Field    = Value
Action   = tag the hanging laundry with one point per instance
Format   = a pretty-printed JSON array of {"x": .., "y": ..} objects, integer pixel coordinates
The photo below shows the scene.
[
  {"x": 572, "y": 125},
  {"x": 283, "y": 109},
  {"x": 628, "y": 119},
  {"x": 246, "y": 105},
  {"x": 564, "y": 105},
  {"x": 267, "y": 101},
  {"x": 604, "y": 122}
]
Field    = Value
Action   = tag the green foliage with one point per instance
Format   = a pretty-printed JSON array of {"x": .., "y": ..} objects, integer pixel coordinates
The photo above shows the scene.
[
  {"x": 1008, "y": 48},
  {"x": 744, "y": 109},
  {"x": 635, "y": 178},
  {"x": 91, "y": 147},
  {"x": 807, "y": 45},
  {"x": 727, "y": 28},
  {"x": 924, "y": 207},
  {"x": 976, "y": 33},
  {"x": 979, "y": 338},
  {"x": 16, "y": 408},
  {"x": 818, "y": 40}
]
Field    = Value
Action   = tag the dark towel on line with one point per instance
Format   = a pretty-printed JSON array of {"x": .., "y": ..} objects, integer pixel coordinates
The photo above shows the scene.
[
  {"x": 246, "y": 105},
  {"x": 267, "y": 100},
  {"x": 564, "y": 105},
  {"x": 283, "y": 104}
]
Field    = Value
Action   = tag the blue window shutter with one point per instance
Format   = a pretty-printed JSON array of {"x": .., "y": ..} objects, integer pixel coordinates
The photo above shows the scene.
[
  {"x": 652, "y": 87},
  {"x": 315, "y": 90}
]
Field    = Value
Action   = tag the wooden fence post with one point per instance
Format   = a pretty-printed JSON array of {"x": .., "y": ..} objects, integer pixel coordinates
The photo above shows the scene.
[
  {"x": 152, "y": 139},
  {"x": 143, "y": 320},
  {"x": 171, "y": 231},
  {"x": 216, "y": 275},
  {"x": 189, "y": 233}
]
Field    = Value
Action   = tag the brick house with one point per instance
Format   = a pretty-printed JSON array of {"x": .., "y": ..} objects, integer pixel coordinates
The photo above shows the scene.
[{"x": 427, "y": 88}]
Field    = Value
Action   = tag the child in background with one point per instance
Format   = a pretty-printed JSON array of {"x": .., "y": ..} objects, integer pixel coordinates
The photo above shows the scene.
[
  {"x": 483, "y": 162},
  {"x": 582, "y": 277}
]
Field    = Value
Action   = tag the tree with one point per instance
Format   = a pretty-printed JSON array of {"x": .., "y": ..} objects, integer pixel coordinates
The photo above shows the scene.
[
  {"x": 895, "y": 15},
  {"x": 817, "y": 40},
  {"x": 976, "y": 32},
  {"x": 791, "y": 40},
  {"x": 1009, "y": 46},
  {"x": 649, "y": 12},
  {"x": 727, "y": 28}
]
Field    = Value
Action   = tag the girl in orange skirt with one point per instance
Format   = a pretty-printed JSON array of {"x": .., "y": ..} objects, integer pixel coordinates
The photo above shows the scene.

################

◆ Problem statement
Every line above in which the word "instance" occurs needs to be copied.

◆ Solution to this problem
Action   = tag the hanging laundry with one point per instance
Action   = tag the green foliage with one point per instance
Action   = tag the dark towel on line with one point per instance
Action   = tag the blue window shutter with one point per instance
Action   = tag the wooden fence post with one point per instance
Action   = tag the brick house with one point per instance
Action   = tag the child in background with one point per instance
Action   = tag the tree with one point per instance
Action   = tag the girl in orange skirt with one point per instance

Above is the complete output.